• **Instructions to follow**
Copy every row below line for line, without changing any character.

• **Excerpted records**

======

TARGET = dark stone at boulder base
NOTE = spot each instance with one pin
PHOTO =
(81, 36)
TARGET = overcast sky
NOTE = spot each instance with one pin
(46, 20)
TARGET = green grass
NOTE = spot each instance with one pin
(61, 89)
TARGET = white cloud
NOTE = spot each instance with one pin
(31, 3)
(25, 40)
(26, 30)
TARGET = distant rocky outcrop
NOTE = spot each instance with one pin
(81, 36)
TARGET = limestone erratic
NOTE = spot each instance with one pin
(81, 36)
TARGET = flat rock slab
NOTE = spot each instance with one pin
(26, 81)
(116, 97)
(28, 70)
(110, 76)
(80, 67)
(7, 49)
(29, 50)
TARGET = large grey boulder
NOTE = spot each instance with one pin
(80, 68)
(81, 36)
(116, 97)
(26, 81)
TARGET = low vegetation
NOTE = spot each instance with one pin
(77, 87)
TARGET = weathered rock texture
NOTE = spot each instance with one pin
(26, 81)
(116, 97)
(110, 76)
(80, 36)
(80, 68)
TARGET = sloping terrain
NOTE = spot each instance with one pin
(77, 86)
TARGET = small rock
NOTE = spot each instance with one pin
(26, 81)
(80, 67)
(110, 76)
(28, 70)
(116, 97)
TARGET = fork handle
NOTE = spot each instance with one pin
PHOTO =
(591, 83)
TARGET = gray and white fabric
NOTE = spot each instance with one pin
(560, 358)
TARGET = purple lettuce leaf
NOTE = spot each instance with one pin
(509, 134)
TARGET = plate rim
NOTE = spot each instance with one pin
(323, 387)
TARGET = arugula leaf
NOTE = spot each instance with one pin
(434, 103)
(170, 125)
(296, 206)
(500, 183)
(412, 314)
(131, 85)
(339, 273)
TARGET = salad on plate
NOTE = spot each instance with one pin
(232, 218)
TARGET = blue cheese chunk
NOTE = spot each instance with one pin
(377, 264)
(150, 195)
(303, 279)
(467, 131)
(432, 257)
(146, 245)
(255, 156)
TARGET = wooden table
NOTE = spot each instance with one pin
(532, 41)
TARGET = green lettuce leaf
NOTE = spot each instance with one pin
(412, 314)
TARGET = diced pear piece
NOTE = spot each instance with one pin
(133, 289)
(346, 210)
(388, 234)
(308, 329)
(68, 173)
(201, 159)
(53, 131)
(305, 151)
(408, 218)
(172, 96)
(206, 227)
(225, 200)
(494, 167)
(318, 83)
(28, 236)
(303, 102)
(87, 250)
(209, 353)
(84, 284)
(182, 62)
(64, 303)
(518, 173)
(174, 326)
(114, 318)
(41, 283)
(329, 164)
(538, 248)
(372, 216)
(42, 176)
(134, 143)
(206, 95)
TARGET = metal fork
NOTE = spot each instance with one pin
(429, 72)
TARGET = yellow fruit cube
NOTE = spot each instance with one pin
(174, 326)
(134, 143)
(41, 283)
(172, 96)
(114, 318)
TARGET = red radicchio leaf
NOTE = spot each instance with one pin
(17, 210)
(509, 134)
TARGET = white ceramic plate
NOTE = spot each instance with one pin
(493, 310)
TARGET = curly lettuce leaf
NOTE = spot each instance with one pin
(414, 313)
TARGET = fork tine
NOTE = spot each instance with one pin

======

• **Task response**
TARGET = dark stone at boulder base
NOTE = spot each instance with one pin
PHOTO =
(81, 36)
TARGET = overcast sky
NOTE = spot each instance with one pin
(46, 20)
TARGET = green grass
NOTE = spot each instance with one pin
(61, 89)
TARGET = white cloud
NOTE = spot each instance with one pin
(31, 3)
(25, 40)
(26, 30)
TARGET = distant rocky outcrop
NOTE = spot each instance with one pin
(81, 36)
TARGET = limestone erratic
NOTE = spot each instance with one pin
(81, 36)
TARGET = flat rock slab
NOTE = spot each instance with one pin
(26, 81)
(116, 97)
(28, 70)
(110, 76)
(80, 67)
(7, 49)
(29, 50)
TARGET = large grey boulder
NOTE = spot each instance with one pin
(80, 68)
(81, 36)
(116, 97)
(26, 81)
TARGET = low vegetation
NOTE = spot each instance with one pin
(77, 87)
TARGET = weathered rock texture
NOTE = spot each instance with one pin
(26, 81)
(116, 97)
(110, 76)
(80, 36)
(80, 68)
TARGET = sloping terrain
NOTE = spot each instance with one pin
(77, 86)
TARGET = small rock
NOTE = spot each instance with one pin
(26, 81)
(80, 67)
(110, 76)
(28, 70)
(116, 97)
TARGET = fork handle
NOTE = spot each instance with one pin
PHOTO =
(591, 83)
TARGET = gray and white fabric
NOTE = spot each instance with one pin
(560, 358)
TARGET = purple lettuce leaf
NOTE = spot each instance with one pin
(509, 134)
TARGET = plate rim
NOTE = spot each instance with one pin
(323, 387)
TARGET = arugula leaf
NOTE = spot each instance with one pin
(434, 103)
(170, 125)
(296, 206)
(500, 183)
(412, 314)
(131, 85)
(339, 273)
TARGET = salad on plate
NOTE = spot each instance with one pin
(232, 218)
TARGET = blue cheese chunk
NOTE = spot each instance with one pin
(377, 264)
(150, 195)
(303, 279)
(467, 131)
(432, 257)
(146, 245)
(255, 156)
TARGET = wooden table
NOTE = spot each instance with one pin
(532, 41)
TARGET = green lettuce leaf
NOTE = spot each instance with one pin
(412, 314)
TARGET = diced pear piece
NOTE = spot each instance with one pin
(133, 289)
(346, 210)
(388, 234)
(308, 329)
(68, 173)
(201, 159)
(53, 131)
(305, 151)
(408, 218)
(172, 96)
(206, 227)
(225, 200)
(494, 167)
(318, 83)
(28, 236)
(303, 102)
(87, 250)
(209, 353)
(84, 284)
(182, 62)
(64, 303)
(518, 173)
(174, 326)
(114, 318)
(41, 283)
(329, 164)
(538, 248)
(372, 216)
(42, 176)
(134, 143)
(206, 95)
TARGET = metal fork
NOTE = spot each instance with one pin
(429, 72)
TARGET = yellow fruit cube
NOTE = spot each instance with one pin
(174, 326)
(134, 143)
(41, 283)
(172, 96)
(114, 318)
TARGET = red radicchio leaf
NOTE = spot each instance with one pin
(17, 210)
(509, 134)
TARGET = white ceramic plate
NOTE = spot each instance with one pin
(493, 310)
TARGET = curly lettuce leaf
NOTE = spot each instance with one pin
(414, 313)
TARGET = fork tine
NOTE = spot each instance with one pin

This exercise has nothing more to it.